(The problem): Transcribe every record without leaving anything out or changing a word.

(Raw data):

=== Section Start ===

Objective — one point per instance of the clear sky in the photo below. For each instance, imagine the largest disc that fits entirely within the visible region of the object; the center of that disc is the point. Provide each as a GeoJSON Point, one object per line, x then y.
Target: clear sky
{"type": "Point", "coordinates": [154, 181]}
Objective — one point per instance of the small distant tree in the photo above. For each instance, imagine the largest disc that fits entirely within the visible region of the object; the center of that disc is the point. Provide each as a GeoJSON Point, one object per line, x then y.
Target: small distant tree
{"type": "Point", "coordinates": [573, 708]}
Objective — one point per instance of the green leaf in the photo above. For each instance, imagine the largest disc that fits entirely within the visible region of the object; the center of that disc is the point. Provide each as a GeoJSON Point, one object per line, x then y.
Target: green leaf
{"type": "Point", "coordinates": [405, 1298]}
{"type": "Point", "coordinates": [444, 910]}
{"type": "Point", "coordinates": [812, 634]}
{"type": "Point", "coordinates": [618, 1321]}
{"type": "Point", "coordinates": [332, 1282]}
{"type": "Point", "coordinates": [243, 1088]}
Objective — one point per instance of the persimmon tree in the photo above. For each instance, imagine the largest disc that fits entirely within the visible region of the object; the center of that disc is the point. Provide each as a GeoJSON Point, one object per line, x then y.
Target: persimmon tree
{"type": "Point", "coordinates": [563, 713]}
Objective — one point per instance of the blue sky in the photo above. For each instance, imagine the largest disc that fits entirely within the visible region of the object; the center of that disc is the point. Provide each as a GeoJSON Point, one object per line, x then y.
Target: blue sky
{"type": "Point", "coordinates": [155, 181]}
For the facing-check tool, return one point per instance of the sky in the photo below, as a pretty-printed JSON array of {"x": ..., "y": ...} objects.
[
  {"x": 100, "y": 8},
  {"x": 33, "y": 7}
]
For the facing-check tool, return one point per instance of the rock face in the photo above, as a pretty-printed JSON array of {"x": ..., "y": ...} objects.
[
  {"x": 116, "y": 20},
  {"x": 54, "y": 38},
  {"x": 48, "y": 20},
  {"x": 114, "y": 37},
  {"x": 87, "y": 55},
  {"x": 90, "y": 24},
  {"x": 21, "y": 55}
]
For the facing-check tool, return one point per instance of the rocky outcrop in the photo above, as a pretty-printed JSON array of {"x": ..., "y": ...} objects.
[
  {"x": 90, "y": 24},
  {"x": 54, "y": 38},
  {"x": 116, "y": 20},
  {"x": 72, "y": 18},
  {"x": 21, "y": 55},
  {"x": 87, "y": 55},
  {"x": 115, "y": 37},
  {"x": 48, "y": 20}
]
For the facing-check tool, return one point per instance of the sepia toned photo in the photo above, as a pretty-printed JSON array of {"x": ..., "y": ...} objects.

=== Section End ===

(Written solution):
Objective — one point per instance of the clear sky in the photo below. For each instance, imagine the largest disc that fits entirely within the visible region of the object; the center of that disc is the point. Provide each as a GeoJSON Point, one object per line, x then y.
Target: clear sky
{"type": "Point", "coordinates": [154, 181]}
Objective — one point per instance of the small distant tree in the photo above. For each instance, imagine the largest disc that fits entirely within the visible region of the object; the center of that disc is the point. Provide each as a GeoJSON Point, one object per line, x then y.
Target: small distant tree
{"type": "Point", "coordinates": [573, 708]}
Objective — one point per instance of the green leaf in the photo above. For each instance, imagine the largest disc that fits entirely within the visible region of the object; the center of that disc is the point. Provide each as a GeoJSON Point, one object per line, x then y.
Target: green leaf
{"type": "Point", "coordinates": [405, 1298]}
{"type": "Point", "coordinates": [444, 910]}
{"type": "Point", "coordinates": [812, 634]}
{"type": "Point", "coordinates": [618, 1321]}
{"type": "Point", "coordinates": [332, 1282]}
{"type": "Point", "coordinates": [243, 1088]}
Objective — one point per instance of the persimmon tree in the photo above. For each instance, imagine the largest disc that fits entirely within the visible region of the object; the center of that disc is the point. Provide each as a GeoJSON Point, one object per line, x then y.
Target: persimmon tree
{"type": "Point", "coordinates": [563, 713]}
Objective — one point per instance of the blue sky in the photo above. For each instance, imagine the largest disc that fits entirely within the visible region of the object; the center of that disc is the point. Provide each as a GeoJSON Point, one object per line, x then y.
Target: blue sky
{"type": "Point", "coordinates": [155, 181]}
For the facing-check tool, return one point per instance of the sky in the photo below, as a pretty-printed JSON array of {"x": ..., "y": ...} objects.
[
  {"x": 100, "y": 8},
  {"x": 33, "y": 7}
]
For the facing-check tool, return one point per instance of the rock face in the photo above, as a pretty-printed JSON array of {"x": ..., "y": ...} objects.
[
  {"x": 116, "y": 20},
  {"x": 54, "y": 38},
  {"x": 48, "y": 20},
  {"x": 114, "y": 37},
  {"x": 87, "y": 55},
  {"x": 90, "y": 24},
  {"x": 21, "y": 55}
]
For the facing-check tool, return one point per instance of the rocky outcrop in the photo above, as a pretty-printed JSON array of {"x": ..., "y": ...} objects.
[
  {"x": 90, "y": 24},
  {"x": 54, "y": 38},
  {"x": 116, "y": 20},
  {"x": 72, "y": 18},
  {"x": 21, "y": 55},
  {"x": 87, "y": 55},
  {"x": 115, "y": 37},
  {"x": 48, "y": 20}
]
For the facing-check tool, return one point per instance of the sepia toned photo in the photo above, as a pretty-printed JSON array of {"x": ..., "y": ...} objects.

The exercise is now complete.